# Problem description
What lines of the data include the string "below"? Copy them all.

-- Records for the task follows --

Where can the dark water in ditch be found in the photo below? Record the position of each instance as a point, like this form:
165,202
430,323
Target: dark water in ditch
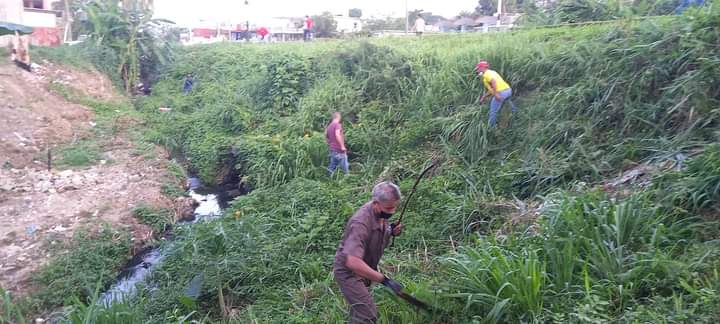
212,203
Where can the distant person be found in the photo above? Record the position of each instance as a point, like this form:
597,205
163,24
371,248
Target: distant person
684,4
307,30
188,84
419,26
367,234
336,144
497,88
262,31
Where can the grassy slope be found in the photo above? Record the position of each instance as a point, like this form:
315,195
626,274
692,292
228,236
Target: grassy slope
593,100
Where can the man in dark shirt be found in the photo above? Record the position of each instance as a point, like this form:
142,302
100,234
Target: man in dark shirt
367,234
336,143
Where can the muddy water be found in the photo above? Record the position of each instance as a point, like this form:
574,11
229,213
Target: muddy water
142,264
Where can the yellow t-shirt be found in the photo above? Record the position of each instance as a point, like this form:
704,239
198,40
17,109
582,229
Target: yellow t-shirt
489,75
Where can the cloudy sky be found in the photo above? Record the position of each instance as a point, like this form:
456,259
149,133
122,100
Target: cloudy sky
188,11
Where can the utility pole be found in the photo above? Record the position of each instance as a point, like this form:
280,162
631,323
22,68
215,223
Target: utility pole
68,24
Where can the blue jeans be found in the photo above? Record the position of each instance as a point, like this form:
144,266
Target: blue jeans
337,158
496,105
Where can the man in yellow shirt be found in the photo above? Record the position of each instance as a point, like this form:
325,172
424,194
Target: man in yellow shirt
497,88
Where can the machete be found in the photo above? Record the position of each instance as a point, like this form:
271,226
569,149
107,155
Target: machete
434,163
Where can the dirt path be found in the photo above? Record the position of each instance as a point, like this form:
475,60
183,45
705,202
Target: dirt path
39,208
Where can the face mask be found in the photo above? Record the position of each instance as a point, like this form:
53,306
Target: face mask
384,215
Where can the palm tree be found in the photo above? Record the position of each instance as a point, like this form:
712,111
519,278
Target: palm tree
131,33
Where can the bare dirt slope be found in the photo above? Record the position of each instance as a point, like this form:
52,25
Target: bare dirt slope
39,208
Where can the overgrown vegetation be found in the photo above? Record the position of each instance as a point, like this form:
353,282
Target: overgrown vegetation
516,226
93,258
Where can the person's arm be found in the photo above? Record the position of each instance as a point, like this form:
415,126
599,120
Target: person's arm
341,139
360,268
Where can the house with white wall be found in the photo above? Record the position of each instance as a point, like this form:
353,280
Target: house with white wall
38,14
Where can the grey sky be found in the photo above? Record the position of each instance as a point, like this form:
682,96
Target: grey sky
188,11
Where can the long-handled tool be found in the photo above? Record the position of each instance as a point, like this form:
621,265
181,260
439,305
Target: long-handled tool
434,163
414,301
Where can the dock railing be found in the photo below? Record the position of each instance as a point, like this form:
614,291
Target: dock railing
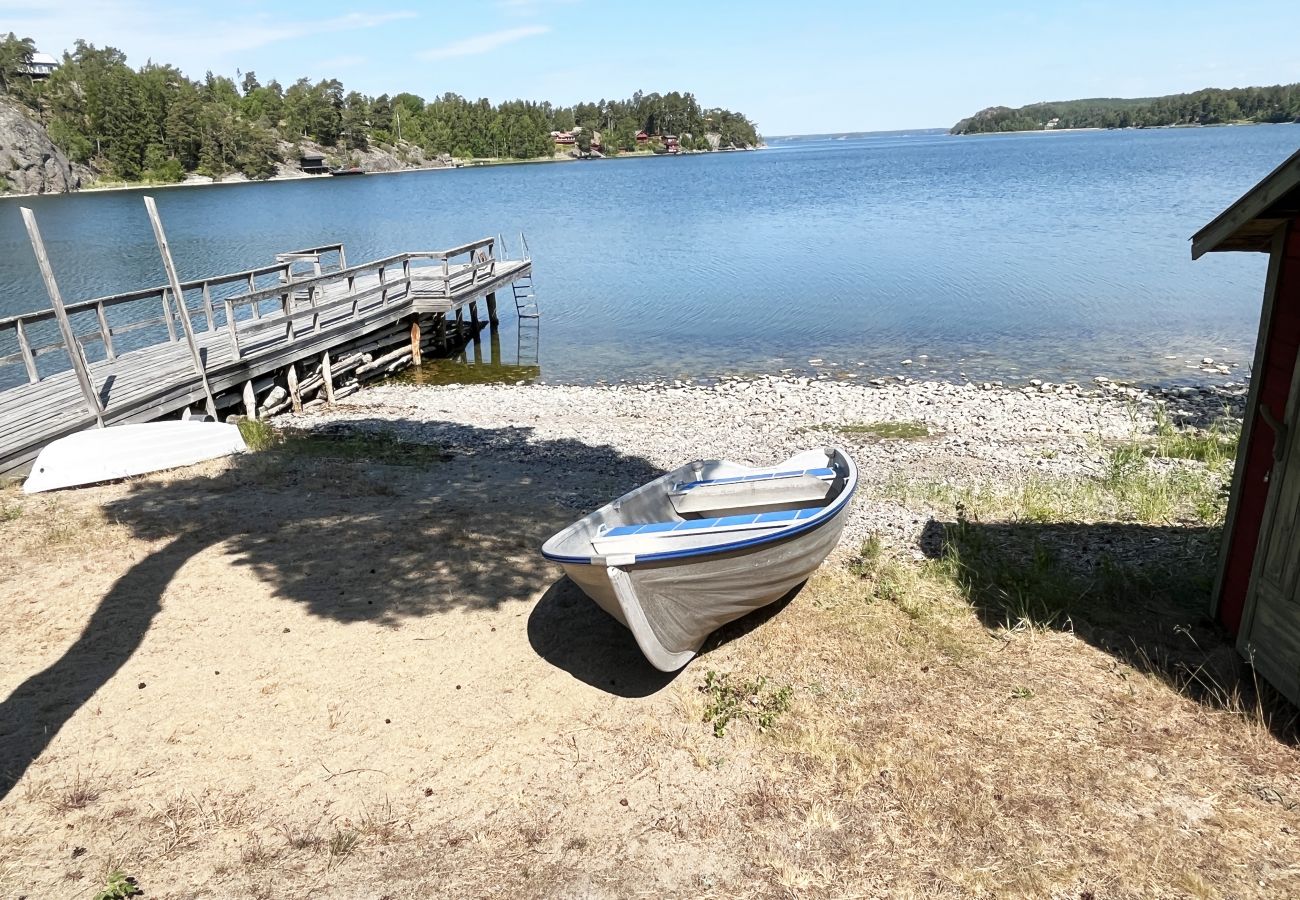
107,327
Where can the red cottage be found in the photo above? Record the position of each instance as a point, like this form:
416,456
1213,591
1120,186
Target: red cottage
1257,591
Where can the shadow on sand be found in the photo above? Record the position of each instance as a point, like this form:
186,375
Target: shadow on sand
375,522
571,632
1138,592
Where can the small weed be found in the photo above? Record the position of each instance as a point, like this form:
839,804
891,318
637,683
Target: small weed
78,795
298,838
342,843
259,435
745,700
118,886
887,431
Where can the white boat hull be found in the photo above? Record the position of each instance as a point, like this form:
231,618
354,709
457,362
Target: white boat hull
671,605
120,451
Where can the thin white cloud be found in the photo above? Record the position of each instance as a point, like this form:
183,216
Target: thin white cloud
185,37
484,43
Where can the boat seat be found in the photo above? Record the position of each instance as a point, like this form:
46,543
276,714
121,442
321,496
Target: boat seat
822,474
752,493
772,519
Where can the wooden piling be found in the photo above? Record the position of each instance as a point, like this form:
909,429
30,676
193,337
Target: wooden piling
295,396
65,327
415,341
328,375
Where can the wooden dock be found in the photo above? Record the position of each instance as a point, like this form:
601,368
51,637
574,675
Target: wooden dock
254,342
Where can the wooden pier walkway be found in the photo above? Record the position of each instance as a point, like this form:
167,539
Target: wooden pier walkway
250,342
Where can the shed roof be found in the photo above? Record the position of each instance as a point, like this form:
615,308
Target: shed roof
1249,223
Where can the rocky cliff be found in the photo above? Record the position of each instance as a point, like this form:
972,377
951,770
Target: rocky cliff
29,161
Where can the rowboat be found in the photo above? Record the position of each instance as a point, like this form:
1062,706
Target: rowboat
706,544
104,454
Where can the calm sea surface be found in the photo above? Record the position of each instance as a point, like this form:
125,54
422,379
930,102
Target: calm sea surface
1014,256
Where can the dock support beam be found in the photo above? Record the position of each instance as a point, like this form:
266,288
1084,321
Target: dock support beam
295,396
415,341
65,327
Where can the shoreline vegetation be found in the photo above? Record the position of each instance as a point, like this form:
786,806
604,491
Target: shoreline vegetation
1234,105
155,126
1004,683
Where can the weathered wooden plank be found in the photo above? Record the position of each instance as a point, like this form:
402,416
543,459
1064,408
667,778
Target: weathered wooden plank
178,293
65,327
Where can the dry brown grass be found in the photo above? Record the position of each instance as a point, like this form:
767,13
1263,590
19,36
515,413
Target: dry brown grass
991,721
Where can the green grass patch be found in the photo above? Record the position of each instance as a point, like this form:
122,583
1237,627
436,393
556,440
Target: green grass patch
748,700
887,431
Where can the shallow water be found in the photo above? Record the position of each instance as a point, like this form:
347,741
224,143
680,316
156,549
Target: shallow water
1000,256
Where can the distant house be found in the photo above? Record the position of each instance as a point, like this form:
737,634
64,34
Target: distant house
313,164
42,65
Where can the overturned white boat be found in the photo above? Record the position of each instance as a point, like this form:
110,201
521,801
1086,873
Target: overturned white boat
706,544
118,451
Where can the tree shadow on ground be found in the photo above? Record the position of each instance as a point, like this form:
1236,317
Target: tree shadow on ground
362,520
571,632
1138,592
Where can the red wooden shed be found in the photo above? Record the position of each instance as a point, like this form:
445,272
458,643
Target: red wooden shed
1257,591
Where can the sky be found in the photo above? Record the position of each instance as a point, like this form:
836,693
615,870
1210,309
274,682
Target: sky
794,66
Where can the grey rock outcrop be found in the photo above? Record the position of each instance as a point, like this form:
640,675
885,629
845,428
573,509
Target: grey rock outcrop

-- Records for the task concluded --

# Expected answer
Where can the dark water in ditch be found in the photo below? Record the position of each instance as a point, like this form:
Where can the dock railing be found in the photo below? Record the position of each instance as a point, like this form:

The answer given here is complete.